» **Exercise description**
Every entry needs to be reproduced exactly.

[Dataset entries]
○ ○ ○ ○ ○ ○ ○
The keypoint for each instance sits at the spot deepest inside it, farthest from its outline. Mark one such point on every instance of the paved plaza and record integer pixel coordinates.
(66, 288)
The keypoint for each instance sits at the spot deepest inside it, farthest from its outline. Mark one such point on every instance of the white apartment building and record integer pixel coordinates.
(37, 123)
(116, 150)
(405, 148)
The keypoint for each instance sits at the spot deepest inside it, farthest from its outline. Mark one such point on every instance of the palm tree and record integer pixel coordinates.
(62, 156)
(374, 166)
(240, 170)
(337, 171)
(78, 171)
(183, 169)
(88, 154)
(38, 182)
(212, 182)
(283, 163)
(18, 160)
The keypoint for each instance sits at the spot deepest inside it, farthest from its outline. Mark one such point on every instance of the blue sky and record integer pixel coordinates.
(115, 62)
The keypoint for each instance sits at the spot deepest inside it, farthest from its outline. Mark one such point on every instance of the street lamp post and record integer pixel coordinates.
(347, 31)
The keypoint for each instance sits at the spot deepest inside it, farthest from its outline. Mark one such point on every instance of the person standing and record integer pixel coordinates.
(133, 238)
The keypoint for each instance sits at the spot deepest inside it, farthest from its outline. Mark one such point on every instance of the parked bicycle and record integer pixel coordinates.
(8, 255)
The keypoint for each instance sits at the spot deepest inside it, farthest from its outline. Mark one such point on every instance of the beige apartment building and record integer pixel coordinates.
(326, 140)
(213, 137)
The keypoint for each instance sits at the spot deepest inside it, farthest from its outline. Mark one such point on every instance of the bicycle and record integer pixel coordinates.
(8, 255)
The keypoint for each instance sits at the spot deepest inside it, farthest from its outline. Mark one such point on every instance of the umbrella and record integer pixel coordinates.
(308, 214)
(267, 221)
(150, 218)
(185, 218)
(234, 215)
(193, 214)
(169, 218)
○ ○ ○ ○ ○ ○ ○
» **Task solution**
The keypoint for each instance sits at the spot deepest inside it, farthest from its outline. Mark one such point on every instance of the paved plaza and record integer pixel coordinates.
(66, 288)
The keypoint for each instance sits at the spot deepest inside it, farthest from its outline. Mark one such point on every instance of the white apartment building and record integer pixel coordinates.
(37, 123)
(116, 150)
(405, 148)
The keypoint for each instance sits at the spot deepest inside it, farthest from its outline. Mark one such point on every instance of the palm tree and record integer pixel coordinates.
(62, 156)
(374, 166)
(240, 170)
(337, 171)
(78, 171)
(183, 169)
(88, 154)
(38, 182)
(212, 182)
(283, 163)
(18, 160)
The keypoint for each instance sits at the spot deepest inside it, farthest from its outline. Mark one such point on every instance of the blue sky and record integer pixel coordinates.
(115, 62)
The keypoint for each instance sits at the spot deepest inside it, farthest from its outline. Mark one such point on every instance of the street lamp post and record integer pixel coordinates.
(347, 31)
The keypoint for each instance sits at the spot deepest inside it, farthest from its outline. Mark one such point on every instance of the person standing and record integer pixel coordinates.
(133, 238)
The keypoint for each instance sits at the spot deepest inside it, farthest from its outline. Mark one such point on every instance of the parked bicycle and record integer pixel coordinates.
(8, 255)
The keypoint for each instance sits at the spot deepest inside it, farthest from its outline. Mark one such point on every instance of the beige apartment building and record integer pixel coordinates.
(326, 140)
(213, 137)
The keypoint for each instance sits at the spot deepest inside it, farthest from its outline. Mark one such point on every instance of the bicycle and record integer pixel coordinates.
(8, 255)
The keypoint for each instance sits at the spot deepest inside it, farthest from its outline. Mark one such point on every instance of the umbrella and record integer pixel coordinates.
(308, 214)
(267, 221)
(150, 218)
(185, 218)
(234, 215)
(193, 214)
(169, 218)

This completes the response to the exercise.